(Verilen alıntı)
Ancak burada önemli bir sorun, ruhsatlı genelev kanuna uygun olduğu halde, umuma mahsus olması ve hayat kadınının herkes ile ücret karşılığı birlikte olmasının, doğan çocuğun bay x’ e aidiyetine karar verildiğinde ortaya çıkacak, sosyal ve kişisel problemler noktasındadır.

Her ne kadar, babalık ve tanıma gibi davalarda temelde evlilik dışı ilişki olduğu halde, hiçbir risk taşımaması gereken ve kanun icabı, genelevde hayat kadınının korunmasının asli ödev olduğu bir durumda, bay X’ in ilişkiye girerken olası riskin gerçekleşemeyeceğini düşünmeye hakkı vardır,ancak, hamile kalma ihtimalinin çok küçük de olsa mevcut bulunduğunu bilmesi gereği de açıktır.

Ayrıca, bayan Y’ nin genelevde çok sayıda insanla birlikte olduğu hususu doğal ve tartışmasızdır. Bu çerçevede nesebin tayini hem çok zor hem de 0,001 ihtimal de olsa nesebin karışması mümkündür.

Benim düşünceme göre bu olayda nesebin % 100 tayini mümkün olmadığından ve tüm babalık davalarında çok yüksek bir oran olan % 99.99 oranının, nesebin tayini için yeterli sayılması nedeniyle, somut olayda babalığa hükmetmek gerekecektir.


Olaya sözleşme açısından bakıldığında, ücret mukabili çalışılan genelev işyeri yasal ve ruhsata tabidir. Bu nedenle ruhsatı da bulunan iş yerinin, faaliyet göstermesinde bir anormallik olmadığı gibi, yasal olan bir hususun BK.20 dairesinde ahlaka, adaba aykırılığı da düşünülemeyecektir. Bu anlamda sözleşmenin geçerliliğine bir engel bulunmamaktadır.

En önemli husus, sözleşmenin ne olduğu ve somut olaya etkisinin tayininde yatmaktadır.

Cinsel birliktelik nedeniyle bay X ücret ödememiş ise de, genelevde ücret karşılığı edim ifa edildiğinden, ücret; sözleşmenin esaslı unsurlarındandır..

(Görev a) Alıntıya göre, tüm babalık davalarında nesebin tayini için yeterli sayılan oran kaçtır?
Alıntı ile kayıtlar arasında herhangi bir bağlantı yoktur.

Sınırlayıcı kutu etiketleme kayıtları:
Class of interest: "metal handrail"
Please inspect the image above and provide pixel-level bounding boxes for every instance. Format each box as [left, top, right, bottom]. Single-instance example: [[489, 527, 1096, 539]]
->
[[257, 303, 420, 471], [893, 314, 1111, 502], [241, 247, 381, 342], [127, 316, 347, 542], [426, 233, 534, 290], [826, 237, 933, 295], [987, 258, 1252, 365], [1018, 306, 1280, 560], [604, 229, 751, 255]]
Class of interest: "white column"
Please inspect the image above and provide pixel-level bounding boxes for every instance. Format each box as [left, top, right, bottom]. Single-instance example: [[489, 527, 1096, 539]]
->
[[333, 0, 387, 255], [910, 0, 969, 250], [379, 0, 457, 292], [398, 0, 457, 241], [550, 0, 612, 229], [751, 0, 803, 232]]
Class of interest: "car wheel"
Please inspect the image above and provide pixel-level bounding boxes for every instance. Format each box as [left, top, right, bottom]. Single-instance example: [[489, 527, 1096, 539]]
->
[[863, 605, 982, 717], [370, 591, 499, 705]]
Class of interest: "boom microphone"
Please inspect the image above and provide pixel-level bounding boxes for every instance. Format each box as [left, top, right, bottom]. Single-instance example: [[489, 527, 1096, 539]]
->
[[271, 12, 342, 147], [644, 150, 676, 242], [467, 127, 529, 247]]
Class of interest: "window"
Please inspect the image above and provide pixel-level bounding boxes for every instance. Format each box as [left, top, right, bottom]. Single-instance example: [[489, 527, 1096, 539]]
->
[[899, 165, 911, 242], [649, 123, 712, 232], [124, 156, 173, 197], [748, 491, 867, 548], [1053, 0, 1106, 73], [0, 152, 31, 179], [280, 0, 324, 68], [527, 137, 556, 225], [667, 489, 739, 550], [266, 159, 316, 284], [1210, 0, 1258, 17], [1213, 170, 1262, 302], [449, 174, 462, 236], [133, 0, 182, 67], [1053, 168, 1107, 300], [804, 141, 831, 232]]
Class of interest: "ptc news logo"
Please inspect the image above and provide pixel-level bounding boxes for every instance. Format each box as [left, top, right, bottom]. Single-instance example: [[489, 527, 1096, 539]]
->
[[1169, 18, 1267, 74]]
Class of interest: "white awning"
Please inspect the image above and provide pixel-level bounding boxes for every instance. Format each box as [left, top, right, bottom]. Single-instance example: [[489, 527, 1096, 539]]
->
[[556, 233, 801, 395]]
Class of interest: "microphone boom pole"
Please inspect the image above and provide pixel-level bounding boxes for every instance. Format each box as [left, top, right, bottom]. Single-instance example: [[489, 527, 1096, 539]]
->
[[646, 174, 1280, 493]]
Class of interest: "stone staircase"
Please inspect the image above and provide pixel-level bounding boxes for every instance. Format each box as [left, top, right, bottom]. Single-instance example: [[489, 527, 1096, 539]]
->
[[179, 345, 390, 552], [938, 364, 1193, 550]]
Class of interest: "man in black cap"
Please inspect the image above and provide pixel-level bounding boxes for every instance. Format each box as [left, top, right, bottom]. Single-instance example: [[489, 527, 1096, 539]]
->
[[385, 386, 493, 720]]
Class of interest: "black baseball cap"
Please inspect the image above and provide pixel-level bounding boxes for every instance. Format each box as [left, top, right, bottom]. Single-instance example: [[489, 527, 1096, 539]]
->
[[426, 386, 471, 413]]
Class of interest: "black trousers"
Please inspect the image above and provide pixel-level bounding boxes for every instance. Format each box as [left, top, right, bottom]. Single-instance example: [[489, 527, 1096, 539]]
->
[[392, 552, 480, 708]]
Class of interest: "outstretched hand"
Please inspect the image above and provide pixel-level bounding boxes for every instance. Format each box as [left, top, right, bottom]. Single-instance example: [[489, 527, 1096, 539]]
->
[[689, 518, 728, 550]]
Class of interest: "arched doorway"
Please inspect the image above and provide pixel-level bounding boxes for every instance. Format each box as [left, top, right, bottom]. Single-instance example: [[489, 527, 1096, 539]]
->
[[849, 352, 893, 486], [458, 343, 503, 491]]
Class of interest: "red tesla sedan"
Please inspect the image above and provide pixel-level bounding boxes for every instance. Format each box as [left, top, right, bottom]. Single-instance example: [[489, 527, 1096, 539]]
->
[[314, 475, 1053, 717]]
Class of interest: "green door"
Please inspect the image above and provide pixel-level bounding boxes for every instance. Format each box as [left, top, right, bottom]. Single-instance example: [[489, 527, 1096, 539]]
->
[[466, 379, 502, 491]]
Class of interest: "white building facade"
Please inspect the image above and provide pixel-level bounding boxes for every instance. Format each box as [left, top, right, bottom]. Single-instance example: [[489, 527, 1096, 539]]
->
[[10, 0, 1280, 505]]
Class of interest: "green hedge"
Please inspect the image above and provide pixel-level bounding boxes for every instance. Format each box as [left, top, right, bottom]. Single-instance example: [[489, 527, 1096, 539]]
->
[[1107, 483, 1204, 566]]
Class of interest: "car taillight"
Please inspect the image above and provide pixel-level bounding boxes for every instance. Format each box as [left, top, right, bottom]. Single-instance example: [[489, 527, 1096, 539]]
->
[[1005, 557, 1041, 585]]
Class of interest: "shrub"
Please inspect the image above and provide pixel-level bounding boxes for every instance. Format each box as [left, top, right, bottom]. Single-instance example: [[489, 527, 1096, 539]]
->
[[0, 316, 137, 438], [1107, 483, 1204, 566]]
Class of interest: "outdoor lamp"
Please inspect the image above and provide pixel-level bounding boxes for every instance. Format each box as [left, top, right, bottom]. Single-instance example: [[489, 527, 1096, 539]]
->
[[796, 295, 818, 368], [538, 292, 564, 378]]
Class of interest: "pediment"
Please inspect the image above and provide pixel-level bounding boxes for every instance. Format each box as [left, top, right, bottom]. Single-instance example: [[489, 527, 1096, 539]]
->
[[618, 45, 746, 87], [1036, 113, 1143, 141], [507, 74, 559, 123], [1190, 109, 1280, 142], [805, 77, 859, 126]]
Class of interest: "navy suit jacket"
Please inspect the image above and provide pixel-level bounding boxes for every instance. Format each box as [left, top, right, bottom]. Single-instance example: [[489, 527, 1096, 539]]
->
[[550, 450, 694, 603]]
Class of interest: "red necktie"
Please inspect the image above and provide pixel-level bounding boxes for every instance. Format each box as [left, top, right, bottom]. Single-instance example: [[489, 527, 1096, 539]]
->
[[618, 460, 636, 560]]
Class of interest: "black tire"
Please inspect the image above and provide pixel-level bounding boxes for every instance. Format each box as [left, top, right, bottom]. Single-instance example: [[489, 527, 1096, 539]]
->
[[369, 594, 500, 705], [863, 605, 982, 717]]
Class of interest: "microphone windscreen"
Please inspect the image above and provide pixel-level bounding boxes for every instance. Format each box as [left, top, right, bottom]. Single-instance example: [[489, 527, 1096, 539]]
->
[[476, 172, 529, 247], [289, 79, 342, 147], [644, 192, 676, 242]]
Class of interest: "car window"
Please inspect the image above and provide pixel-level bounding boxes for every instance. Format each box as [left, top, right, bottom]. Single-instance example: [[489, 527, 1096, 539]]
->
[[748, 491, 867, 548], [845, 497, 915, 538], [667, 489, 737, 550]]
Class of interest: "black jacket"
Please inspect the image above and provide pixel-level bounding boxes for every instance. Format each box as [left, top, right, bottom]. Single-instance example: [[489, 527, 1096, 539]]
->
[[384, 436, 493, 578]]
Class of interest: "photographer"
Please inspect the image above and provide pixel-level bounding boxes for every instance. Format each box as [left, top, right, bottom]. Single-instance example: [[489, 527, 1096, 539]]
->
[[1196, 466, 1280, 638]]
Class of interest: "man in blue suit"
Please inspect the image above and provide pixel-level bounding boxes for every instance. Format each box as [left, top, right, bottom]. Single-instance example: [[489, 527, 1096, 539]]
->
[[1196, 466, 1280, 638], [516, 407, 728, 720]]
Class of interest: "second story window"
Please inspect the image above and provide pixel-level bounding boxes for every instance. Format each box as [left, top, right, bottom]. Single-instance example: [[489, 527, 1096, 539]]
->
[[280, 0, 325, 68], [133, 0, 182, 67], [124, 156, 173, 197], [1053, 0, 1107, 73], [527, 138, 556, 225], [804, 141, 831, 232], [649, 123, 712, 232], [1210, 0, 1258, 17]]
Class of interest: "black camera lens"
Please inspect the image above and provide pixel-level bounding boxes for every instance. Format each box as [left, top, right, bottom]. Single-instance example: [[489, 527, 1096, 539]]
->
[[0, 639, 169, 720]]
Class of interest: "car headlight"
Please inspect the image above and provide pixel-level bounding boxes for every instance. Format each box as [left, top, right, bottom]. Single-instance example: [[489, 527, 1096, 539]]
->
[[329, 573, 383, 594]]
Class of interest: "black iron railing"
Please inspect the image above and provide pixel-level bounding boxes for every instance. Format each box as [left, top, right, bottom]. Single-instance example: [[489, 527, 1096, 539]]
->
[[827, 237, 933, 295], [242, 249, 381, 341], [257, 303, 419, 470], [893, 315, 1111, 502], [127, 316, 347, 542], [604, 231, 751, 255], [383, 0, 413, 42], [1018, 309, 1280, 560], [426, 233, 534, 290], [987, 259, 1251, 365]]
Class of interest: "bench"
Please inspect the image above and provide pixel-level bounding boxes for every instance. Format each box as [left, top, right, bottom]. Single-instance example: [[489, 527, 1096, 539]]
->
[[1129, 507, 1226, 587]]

(Görev b) Lütfen kayıtların en başından "0, 803, 232]]" ifadesini içeren satıra kadar olan satırları yeniden yazın. İki uçtaki satırlar da dahildir.

(Alıştırma yanıtı a) % 99.99

(Alıştırma yanıtı b)
Class of interest: "metal handrail"
Please inspect the image above and provide pixel-level bounding boxes for every instance. Format each box as [left, top, right, bottom]. Single-instance example: [[489, 527, 1096, 539]]
->
[[257, 303, 420, 471], [893, 314, 1111, 502], [241, 247, 381, 342], [127, 316, 347, 542], [426, 233, 534, 290], [826, 237, 933, 295], [987, 258, 1252, 365], [1018, 306, 1280, 560], [604, 229, 751, 255]]
Class of interest: "white column"
Please inspect the image above and provide pixel-level bounding boxes for every instance. Format each box as [left, top, right, bottom]. Single-instance example: [[489, 527, 1096, 539]]
->
[[333, 0, 387, 255], [910, 0, 969, 250], [379, 0, 457, 292], [398, 0, 457, 241], [550, 0, 612, 229], [751, 0, 803, 232]]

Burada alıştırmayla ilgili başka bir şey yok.